Task input:
'''

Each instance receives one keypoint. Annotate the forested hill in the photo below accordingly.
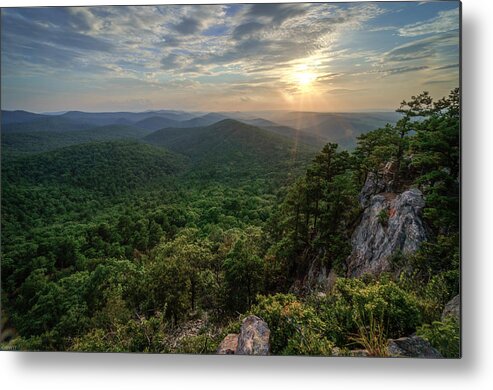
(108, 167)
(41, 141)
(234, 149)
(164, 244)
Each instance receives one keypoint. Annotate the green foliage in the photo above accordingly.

'''
'''

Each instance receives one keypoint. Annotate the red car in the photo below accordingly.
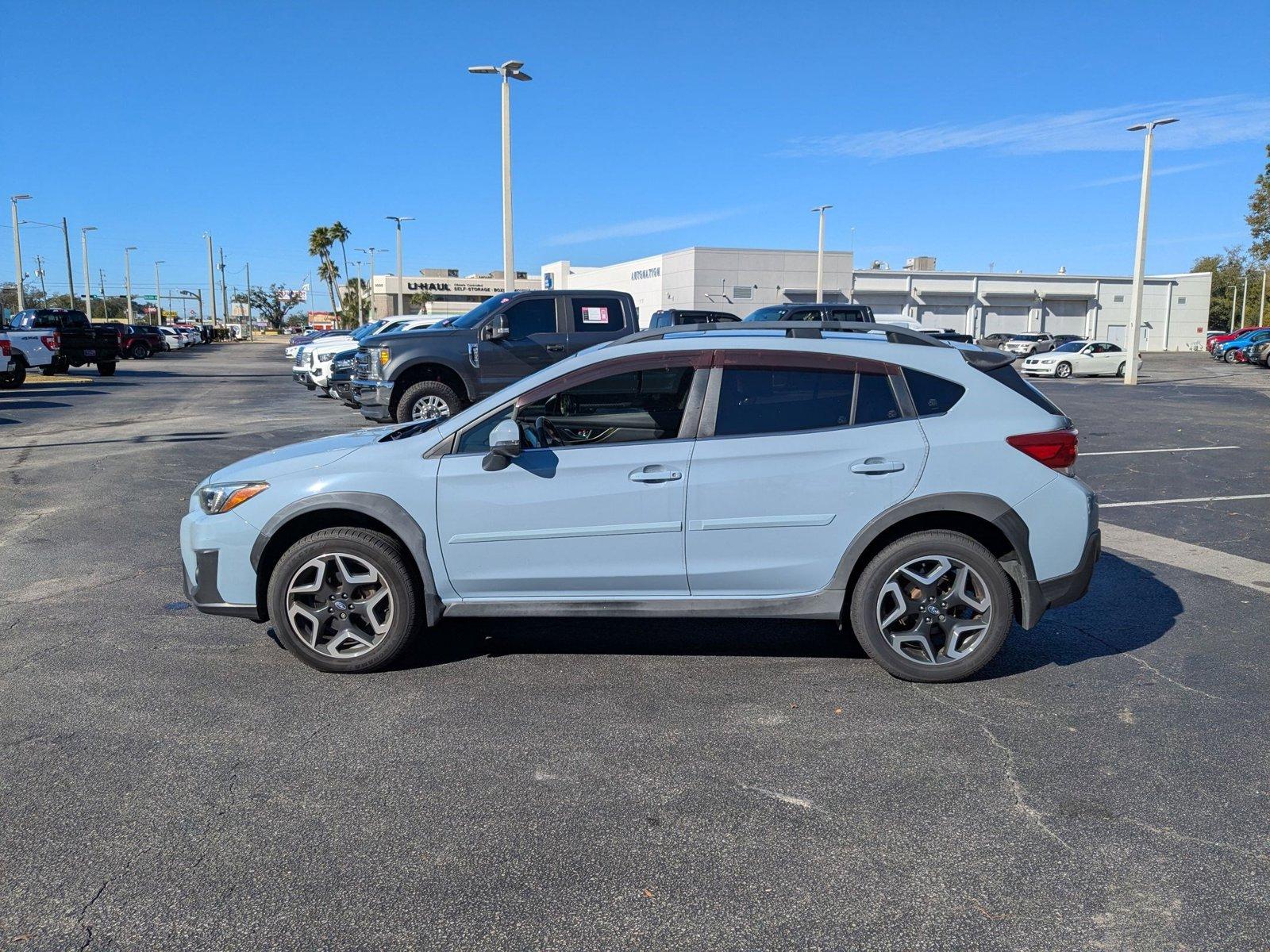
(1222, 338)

'''

Objective: Can you copy out the stretch of the listing from the line containing "Each instance receives one keypoint. Annotate the red" through the line containing "(1222, 338)", both ends included, word for word but with the pictures omitted?

Answer to this exercise:
Each instance receives one keypoint. Annotate the red car in the photo below accordingly.
(1222, 338)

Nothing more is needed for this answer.